Task goal:
Please rewrite the records below, swapping every "rough mask" for "coarse mask" and leaving everything else unchanged.
╭─ Given information
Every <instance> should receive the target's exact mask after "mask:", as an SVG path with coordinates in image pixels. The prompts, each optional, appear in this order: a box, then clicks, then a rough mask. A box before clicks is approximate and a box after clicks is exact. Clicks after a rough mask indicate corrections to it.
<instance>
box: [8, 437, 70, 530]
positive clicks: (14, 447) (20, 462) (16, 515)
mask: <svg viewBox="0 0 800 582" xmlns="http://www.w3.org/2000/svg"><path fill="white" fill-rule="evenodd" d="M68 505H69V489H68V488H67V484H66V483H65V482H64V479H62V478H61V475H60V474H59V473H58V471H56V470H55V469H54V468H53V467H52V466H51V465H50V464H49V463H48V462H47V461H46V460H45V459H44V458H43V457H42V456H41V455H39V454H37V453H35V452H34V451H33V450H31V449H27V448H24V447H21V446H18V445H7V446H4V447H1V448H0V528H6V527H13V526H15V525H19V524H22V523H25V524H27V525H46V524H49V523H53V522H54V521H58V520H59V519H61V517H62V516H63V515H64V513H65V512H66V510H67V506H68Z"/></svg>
╰─
Worked solution:
Every <instance> should receive the target's exact mask after "mask:", as an SVG path with coordinates in image pixels. The prompts, each optional, appear in this order: a box, then clicks, then a coarse mask. A box before clicks is approximate and a box after clicks is exact. Clicks after a coarse mask indicate corrections to it.
<instance>
box: [8, 437, 70, 530]
positive clicks: (14, 447) (20, 462) (16, 515)
mask: <svg viewBox="0 0 800 582" xmlns="http://www.w3.org/2000/svg"><path fill="white" fill-rule="evenodd" d="M68 505H69V489H68V488H67V484H66V483H65V482H64V479H62V478H61V475H60V474H59V473H58V471H56V470H55V469H54V468H53V467H52V466H51V465H50V464H49V463H48V462H47V461H46V460H45V459H44V458H43V457H42V456H41V455H39V454H37V453H35V452H34V451H33V450H31V449H27V448H24V447H21V446H18V445H7V446H4V447H1V448H0V528H6V527H13V526H15V525H19V524H22V523H25V524H27V525H46V524H49V523H53V522H54V521H58V520H59V519H61V517H62V516H63V515H64V513H65V512H66V510H67V506H68Z"/></svg>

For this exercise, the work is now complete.